• Recorded data:
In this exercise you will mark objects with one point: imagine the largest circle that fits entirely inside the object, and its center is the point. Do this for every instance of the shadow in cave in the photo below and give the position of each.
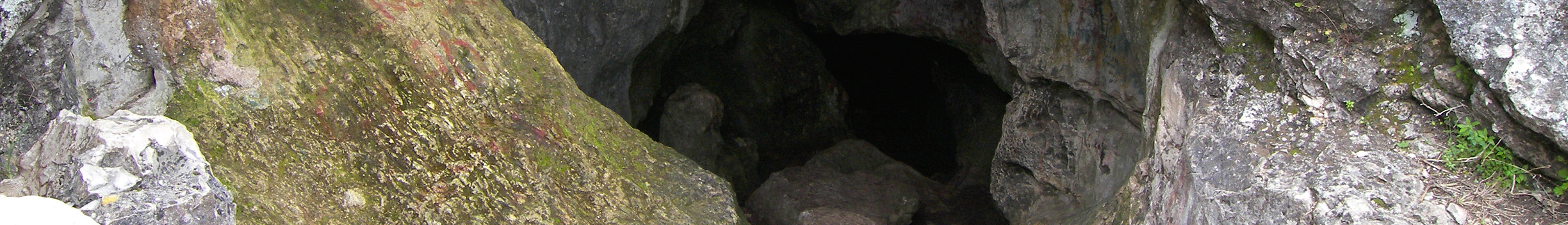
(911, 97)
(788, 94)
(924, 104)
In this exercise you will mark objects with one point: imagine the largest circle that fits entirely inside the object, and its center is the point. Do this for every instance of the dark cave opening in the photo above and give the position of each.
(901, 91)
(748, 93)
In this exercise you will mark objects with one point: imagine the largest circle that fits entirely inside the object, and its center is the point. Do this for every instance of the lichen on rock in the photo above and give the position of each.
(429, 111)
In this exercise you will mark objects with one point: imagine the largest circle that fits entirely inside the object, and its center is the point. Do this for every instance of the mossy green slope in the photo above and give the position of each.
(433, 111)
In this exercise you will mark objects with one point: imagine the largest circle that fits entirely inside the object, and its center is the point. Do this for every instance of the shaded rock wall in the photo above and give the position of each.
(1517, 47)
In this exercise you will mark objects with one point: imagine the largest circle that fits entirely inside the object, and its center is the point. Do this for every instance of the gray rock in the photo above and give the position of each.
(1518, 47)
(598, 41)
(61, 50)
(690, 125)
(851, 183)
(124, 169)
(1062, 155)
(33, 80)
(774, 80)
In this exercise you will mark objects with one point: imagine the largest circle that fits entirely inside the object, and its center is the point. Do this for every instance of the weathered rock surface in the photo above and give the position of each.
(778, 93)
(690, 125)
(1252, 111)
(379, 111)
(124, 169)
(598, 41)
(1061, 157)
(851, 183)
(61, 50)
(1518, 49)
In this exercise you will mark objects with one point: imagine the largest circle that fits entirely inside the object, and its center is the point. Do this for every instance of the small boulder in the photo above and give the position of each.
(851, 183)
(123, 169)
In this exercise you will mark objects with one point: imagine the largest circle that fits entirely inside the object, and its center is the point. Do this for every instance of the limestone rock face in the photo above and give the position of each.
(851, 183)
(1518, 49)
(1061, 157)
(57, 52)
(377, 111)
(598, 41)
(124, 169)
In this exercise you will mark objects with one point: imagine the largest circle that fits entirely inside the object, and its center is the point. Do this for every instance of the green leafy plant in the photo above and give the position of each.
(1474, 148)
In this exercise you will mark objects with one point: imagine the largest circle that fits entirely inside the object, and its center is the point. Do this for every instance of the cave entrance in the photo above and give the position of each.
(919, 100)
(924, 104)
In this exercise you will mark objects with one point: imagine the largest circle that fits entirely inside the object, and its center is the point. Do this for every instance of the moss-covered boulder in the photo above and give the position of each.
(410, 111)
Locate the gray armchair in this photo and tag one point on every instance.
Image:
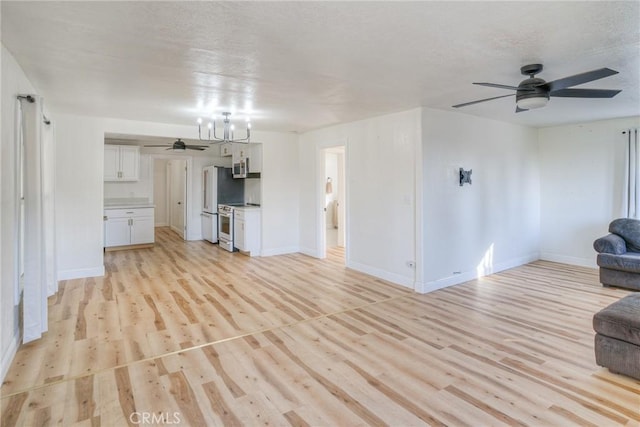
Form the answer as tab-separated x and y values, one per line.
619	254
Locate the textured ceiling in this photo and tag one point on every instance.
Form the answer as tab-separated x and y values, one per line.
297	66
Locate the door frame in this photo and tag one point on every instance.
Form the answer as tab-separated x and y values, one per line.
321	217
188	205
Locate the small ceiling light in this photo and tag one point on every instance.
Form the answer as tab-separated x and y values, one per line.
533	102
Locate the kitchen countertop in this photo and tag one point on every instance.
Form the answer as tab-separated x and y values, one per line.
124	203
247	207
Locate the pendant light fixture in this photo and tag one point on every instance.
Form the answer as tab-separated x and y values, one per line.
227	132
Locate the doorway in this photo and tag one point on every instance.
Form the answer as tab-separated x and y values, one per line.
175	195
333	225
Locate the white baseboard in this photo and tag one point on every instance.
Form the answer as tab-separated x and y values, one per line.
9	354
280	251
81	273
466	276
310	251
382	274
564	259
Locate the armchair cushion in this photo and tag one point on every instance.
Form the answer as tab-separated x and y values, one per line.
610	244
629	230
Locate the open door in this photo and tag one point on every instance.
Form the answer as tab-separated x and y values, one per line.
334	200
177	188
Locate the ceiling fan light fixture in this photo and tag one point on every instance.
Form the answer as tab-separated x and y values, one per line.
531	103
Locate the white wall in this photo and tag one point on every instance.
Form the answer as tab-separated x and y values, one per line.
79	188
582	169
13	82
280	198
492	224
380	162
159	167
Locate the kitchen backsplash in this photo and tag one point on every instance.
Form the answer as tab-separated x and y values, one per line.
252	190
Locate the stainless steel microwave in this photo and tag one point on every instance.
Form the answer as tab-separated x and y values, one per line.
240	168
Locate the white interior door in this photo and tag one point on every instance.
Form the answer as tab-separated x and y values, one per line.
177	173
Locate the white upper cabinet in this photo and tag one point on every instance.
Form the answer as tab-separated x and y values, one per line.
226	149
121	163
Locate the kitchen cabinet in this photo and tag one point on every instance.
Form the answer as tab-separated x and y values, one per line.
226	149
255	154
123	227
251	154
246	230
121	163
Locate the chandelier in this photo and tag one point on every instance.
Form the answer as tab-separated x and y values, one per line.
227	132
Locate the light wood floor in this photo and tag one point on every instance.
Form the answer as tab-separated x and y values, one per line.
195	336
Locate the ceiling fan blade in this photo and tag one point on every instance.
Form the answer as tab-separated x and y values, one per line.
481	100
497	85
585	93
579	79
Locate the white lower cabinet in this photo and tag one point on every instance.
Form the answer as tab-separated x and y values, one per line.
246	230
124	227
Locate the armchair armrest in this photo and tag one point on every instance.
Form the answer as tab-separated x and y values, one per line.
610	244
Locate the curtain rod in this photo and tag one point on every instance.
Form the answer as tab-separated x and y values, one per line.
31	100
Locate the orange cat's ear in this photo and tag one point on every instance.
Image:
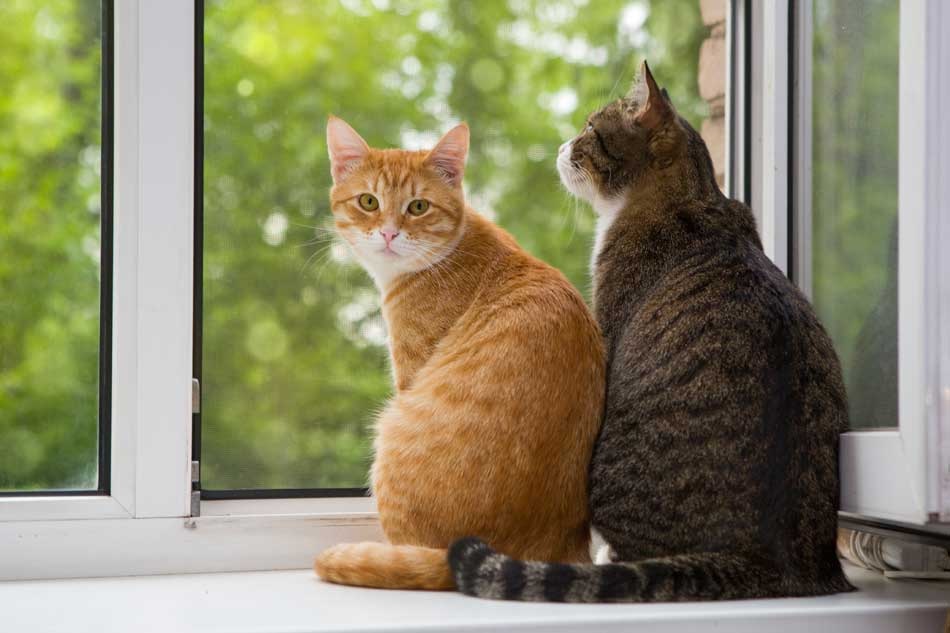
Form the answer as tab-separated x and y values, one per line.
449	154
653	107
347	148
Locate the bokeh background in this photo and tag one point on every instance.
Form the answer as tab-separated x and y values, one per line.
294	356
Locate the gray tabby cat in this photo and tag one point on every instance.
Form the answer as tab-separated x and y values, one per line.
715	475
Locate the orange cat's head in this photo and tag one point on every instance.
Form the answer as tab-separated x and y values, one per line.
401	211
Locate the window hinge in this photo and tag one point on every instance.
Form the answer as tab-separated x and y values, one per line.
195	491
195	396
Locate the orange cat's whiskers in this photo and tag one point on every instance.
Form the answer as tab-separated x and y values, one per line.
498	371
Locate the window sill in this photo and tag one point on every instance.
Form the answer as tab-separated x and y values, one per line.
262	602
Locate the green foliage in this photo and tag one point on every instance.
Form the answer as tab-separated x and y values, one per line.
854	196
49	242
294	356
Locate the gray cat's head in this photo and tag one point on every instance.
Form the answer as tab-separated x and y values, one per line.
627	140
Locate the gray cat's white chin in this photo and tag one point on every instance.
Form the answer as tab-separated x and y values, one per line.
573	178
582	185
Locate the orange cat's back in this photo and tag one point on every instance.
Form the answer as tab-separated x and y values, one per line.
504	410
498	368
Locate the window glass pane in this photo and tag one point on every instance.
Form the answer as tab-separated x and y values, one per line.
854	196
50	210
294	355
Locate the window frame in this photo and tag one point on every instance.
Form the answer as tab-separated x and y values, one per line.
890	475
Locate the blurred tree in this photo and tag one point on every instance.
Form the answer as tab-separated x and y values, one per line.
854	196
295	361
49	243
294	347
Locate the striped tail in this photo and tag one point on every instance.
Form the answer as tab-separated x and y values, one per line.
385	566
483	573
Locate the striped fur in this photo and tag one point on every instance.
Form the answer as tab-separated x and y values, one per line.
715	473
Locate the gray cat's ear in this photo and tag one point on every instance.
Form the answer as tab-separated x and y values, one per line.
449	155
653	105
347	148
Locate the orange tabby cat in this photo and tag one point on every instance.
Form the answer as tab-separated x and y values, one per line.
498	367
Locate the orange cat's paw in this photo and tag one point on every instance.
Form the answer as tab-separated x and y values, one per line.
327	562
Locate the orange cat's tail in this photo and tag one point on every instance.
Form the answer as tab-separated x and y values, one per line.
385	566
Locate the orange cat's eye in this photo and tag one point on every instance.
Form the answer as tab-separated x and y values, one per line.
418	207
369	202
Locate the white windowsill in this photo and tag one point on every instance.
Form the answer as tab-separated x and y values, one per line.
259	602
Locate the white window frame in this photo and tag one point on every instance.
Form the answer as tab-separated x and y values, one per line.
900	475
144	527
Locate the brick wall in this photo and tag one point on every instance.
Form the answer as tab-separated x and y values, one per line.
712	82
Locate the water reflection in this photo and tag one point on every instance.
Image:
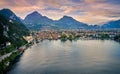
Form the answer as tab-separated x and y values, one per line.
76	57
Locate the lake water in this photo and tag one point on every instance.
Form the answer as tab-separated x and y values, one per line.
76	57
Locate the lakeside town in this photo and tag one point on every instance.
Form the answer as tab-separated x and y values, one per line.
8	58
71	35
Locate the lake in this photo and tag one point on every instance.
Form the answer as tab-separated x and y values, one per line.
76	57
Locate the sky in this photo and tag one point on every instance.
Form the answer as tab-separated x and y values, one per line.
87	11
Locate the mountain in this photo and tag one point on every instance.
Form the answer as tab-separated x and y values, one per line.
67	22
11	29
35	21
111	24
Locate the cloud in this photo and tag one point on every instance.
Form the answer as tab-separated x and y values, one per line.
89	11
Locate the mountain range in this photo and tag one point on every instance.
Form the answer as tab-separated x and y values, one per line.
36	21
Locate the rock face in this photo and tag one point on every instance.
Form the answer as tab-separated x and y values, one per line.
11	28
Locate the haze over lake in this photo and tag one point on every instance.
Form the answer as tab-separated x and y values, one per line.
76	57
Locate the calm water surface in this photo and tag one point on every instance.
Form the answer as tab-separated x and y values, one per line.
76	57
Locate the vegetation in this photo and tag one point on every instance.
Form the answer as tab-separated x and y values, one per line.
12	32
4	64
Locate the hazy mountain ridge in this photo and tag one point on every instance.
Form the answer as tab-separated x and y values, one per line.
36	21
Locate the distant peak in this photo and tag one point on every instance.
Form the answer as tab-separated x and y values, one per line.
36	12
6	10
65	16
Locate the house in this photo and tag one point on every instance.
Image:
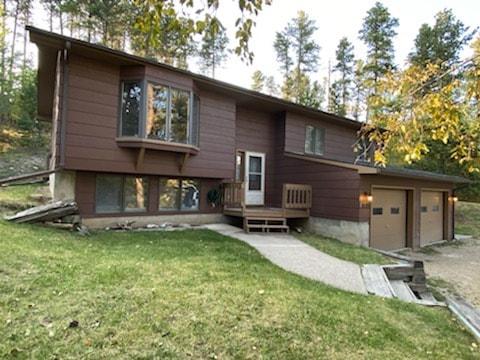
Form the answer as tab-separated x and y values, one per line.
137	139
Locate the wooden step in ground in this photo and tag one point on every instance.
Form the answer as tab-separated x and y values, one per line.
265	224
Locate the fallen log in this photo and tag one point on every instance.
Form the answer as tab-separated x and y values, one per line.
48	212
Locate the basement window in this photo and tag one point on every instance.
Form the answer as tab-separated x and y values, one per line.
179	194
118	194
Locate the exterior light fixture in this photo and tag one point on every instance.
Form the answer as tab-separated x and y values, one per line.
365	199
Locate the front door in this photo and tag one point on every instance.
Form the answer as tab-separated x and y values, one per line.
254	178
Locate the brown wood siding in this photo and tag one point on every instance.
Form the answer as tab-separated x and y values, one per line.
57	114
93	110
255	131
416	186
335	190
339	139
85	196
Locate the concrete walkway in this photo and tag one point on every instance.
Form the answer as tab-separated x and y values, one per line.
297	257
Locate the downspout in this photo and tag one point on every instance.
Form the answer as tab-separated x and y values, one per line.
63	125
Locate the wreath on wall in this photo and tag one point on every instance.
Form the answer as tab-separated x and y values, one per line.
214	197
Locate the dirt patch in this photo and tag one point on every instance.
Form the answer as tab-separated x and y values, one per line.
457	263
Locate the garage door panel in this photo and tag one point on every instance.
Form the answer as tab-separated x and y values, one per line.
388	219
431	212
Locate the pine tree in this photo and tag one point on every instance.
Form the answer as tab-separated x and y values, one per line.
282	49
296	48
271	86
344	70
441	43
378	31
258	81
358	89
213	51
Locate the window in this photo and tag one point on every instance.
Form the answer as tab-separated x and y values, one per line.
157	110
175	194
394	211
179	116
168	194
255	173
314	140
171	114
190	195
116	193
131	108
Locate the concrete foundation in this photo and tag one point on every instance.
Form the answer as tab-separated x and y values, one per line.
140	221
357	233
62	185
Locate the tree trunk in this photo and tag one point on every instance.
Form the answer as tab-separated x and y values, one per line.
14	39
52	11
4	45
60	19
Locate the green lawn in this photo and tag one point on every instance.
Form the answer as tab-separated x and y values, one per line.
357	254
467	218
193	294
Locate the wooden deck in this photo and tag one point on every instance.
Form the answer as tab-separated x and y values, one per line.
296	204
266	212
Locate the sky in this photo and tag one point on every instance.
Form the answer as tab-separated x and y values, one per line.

• What you need to do: Nothing should appear in the answer except the lines above from the line with "Locate the concrete walkway" through the line with "Locate the window in", both included, written out exactly.

• Exercise result:
Locate the concrete walkway in this photo and tag one point on every instance.
Form the answer as tab-separated x and y values, one per line.
297	257
Locate the downspout in this photo and tag one point on every instance.
Form the answer as tab-separated x and y values, one per line.
63	125
Locate the wreath on wall in this photo and tag one point on every instance.
Form the answer as tab-separated x and y values, one per line.
214	197
Locate the dirt patch in this photo and tag one point on every instance.
Form the answer as tab-separated x and y values, one per line.
457	263
Locate the garage door panel in this photo and tag one point on every instance.
Form the answer as tab-separated x and y values, one per line.
388	219
431	212
Locate the pine tree in this photo and tag one point on every instance.
Form the answer as tab-separated x and y values, one per line.
282	49
296	48
271	86
344	70
441	43
378	31
258	81
358	89
213	51
Locate the window in this photo and tag one point on every instance.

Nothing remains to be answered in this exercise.